WRITTEN TASK: Write the next part of the mailing-list thread about running Mahout on EC2, picking up after its last line.

I'll do the TSP part, but it may take some time because I'm a bit busy (PhD's 
administrative stuff).

There are many available large TSP benchmarks, and it seems that there is a 
common file format for them TSPLIB 
(http://www.informatik.uni-heidelberg.de/groups/comopt/software/TSPLIB95/DOC.PS).
 So the TSP example should be modified to load those benchmark files.

I have a question about EC2 : can you run Java Swing programs and see the GUI 
because the TSP example has a Swing GUI, or should we should make a console 
version of the example ?

--- En date de : Ven 19.9.08, Grant Ingersoll <[EMAIL PROTECTED]> a écrit :

> De: Grant Ingersoll <[EMAIL PROTECTED]>
> Objet: Mahout on EC2
> À: mahout-dev@lucene.apache.org
> Date: Vendredi 19 Septembre 2008, 17h18
> Amazon has generously donated some credits, so I plan on
> putting  
> Mahout up and doing some testing.  Was wondering if people
> had  
> suggestions on things they would like to see from Mahout. 
> For  
> starters, I'm going to put up a public image containing
> 0.1 when it's  
> ready, but I'd also like to wiki up some examples. 
> I.e. go here, get  
> this data, put it in this format and then do X.  We have
> some simple  
> examples, but I think it would be cool to show how to do
> something a  
> bit more complex, like maybe classify web pages according
> to DMOZ or  
> to cluster on stuff, or maybe put in a large traveling
> salesman  
> problem using the GA stuff Deneche did.
> 
> Thoughts?  Anyone else interested in setting up some use
> cases?
> 
> -Grant

Re: Mahout on EC2

2008-09-19 Thread Grant Ingersoll


+1

More inline.

On Sep 19, 2008, at 12:42 PM, Julien Nioche wrote:


Hi,

I am currently working on the classification of pages according to  
DMOZ :-)
I have been planning to give Mahout a serious try but never managed  
to do it

so that could be a good opportunity to do that.

We have downloaded and parsed the latest DMOZ snapshot. Everything is
currently stored in a DB, we have the following fields for each  
document:

- URL
- category (level 1 from DMOZ)

EXTRACTED INFORMATION:
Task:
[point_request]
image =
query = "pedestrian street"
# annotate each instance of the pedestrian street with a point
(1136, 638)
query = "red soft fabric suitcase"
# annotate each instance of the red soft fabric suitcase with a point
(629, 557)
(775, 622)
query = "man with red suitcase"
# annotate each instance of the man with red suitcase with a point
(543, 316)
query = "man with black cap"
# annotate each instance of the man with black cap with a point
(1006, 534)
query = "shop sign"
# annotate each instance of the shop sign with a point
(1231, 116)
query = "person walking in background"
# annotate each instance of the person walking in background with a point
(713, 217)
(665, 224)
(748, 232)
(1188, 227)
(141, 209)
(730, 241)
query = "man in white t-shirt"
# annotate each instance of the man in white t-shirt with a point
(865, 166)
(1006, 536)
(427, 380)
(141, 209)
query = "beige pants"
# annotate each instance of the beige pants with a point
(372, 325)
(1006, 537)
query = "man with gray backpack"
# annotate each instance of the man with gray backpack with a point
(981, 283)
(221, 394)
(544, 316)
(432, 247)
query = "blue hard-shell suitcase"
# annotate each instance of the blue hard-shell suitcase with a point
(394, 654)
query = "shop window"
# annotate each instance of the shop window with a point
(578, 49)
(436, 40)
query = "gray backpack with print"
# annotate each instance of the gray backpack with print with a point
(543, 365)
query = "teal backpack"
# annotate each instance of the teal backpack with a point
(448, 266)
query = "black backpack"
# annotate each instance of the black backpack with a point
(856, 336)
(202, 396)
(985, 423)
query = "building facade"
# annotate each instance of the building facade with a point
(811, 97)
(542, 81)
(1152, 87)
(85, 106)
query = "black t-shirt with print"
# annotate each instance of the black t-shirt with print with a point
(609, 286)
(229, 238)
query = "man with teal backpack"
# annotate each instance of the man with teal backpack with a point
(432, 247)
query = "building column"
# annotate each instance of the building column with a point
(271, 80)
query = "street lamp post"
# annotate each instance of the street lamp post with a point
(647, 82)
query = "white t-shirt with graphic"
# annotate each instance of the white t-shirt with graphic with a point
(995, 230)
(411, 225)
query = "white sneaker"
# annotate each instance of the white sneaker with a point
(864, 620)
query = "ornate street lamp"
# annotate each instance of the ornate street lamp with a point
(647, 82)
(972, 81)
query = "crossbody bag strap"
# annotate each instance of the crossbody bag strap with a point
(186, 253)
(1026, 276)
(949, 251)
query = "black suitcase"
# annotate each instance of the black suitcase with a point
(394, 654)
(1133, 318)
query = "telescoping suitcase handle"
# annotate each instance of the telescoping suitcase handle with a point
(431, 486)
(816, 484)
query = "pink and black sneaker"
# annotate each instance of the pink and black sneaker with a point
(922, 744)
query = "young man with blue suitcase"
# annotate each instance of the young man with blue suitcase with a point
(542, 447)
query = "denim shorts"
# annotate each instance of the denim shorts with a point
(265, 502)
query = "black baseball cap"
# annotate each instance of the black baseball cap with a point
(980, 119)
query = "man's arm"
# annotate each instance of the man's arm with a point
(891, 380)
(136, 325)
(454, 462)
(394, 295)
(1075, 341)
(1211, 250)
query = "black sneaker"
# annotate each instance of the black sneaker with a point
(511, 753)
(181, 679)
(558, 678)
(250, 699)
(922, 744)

TASK OUTPUT:
- content
- title
- description (taken from the HTML meta tags)
- keywords (taken from the HTML meta tags)
- status (unavailable|fetched)

We are using our own API to convert the information for each  
document into a
vector with a choice of which weighting scheme to use (tf-idf,  
frequency,
etc...). The weighting takes the fields into account i.e. if using  
tf.idf
the weight of a given term takes into account its frequency in this  
specific

field (say title).

I could describe the whole process on a Wiki page but that would be  
quite

long (especially if we need to go through all the details of Nutch),


I think you could just say something like "Go get Nutch and point it  
at X"  The Nutch getting started isn't too hard.



maybe I
could simply generate a textual representation of the matrix and put  
it in a

place where people could download it?


If that's feasible.  I don't think there would be distribution issues,  
right?  You're just putting up a matrix, not the actual content, but  
IANAL.



That could be the starting point of
the use case. There would also be a lexicon file containing the  
mapping

between the attribute labels and their index.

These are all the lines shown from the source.